Start of Block

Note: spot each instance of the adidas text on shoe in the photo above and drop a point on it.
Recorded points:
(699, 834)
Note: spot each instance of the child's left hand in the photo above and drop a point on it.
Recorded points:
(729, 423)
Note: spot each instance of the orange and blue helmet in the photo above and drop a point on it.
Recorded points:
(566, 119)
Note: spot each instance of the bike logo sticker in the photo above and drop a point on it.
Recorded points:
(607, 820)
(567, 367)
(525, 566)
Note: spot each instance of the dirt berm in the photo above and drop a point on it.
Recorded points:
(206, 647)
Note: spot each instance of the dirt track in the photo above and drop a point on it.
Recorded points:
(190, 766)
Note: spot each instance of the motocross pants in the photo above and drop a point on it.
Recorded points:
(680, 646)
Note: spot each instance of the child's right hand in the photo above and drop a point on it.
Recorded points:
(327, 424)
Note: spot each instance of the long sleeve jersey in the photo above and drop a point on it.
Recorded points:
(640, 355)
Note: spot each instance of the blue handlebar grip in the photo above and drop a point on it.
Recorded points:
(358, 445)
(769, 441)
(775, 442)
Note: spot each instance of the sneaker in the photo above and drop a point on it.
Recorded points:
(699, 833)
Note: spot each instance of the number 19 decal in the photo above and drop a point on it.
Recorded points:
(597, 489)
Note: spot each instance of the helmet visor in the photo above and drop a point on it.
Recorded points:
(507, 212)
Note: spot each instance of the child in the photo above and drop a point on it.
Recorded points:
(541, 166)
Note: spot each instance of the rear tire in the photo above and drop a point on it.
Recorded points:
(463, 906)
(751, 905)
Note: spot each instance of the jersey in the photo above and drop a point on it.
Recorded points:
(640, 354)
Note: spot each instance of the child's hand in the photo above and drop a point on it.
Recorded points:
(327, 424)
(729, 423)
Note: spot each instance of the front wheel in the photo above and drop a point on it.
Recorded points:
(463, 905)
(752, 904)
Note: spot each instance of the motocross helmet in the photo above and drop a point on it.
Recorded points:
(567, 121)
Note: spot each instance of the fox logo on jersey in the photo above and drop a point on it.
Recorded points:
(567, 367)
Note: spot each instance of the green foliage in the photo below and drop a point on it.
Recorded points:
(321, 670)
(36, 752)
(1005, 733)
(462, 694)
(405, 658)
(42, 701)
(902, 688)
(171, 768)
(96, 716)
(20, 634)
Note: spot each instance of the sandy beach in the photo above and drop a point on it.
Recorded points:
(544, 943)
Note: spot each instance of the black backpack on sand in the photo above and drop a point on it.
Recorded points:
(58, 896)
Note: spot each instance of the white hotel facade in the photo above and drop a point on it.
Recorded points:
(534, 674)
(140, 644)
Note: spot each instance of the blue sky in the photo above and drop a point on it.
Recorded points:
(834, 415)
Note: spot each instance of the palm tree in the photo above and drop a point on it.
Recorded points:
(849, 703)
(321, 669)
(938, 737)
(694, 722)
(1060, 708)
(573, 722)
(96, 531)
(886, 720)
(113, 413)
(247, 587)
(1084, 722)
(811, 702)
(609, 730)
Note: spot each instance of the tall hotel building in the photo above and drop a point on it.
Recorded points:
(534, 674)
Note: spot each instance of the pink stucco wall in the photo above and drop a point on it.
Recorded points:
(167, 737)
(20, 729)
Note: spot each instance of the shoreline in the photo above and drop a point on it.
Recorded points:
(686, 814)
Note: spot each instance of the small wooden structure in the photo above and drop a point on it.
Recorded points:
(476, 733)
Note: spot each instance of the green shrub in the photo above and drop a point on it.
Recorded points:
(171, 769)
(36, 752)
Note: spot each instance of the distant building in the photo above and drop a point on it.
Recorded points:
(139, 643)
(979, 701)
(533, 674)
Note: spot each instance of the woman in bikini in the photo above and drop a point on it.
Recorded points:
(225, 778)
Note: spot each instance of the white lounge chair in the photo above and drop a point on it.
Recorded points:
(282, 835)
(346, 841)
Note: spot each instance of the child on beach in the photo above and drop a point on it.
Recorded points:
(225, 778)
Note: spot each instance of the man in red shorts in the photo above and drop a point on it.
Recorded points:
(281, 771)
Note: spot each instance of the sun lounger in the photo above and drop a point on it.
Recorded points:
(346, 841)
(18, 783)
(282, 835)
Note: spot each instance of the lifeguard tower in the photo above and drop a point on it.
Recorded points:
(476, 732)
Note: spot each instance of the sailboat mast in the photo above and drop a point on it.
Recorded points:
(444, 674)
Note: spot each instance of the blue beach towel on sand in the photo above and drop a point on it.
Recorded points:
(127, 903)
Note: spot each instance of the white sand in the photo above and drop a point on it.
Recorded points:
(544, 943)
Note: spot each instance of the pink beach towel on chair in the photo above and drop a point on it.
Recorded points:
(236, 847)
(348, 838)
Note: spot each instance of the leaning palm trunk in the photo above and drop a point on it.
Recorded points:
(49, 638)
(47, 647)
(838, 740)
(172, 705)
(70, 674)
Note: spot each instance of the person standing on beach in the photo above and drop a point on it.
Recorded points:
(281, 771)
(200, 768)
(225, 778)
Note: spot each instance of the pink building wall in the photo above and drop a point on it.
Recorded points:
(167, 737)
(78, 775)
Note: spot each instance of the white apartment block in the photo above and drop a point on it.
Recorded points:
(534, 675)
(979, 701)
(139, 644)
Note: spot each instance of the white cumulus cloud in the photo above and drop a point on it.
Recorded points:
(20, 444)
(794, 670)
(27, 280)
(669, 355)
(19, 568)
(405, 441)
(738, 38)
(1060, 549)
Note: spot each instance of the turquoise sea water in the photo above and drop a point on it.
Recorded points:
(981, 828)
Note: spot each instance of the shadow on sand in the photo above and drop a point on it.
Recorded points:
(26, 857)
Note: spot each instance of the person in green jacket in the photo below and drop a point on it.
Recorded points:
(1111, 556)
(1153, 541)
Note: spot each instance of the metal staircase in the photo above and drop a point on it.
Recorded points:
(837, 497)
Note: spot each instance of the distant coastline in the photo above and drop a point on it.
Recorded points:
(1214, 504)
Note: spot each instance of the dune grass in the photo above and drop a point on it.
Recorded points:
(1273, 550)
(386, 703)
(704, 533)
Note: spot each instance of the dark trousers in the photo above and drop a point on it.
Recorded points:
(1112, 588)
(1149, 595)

End of Block

Reproduce only the lines above spanning from the line containing "Note: spot each instance of the fox" through the line containing "Note: spot each instance of the palm", word for word.

Note: spot each instance of the fox logo on jersey in the photo above and drop a point on it.
Recorded points:
(567, 367)
Note: spot each instance of the green foliage in the photo below and drop a point on it.
Recorded points:
(321, 670)
(36, 752)
(1005, 733)
(462, 694)
(405, 658)
(42, 701)
(902, 688)
(171, 768)
(96, 716)
(20, 634)
Note: spot each instance of the sandy beach in the photo above and drop a point on it.
Recorded points:
(544, 943)
Note: spot each instance of the black backpack on sand in the photo above and drop a point on it.
Recorded points:
(58, 896)
Note: spot each instance of the white hotel facade in the photo above and drop a point on it.
Recorded points:
(534, 674)
(140, 644)
Note: spot each instance of the blue sky in the photo above and drop a point on it.
Recorded points:
(834, 415)
Note: spot each instance of the palm tree in the photo above and drop a point on it.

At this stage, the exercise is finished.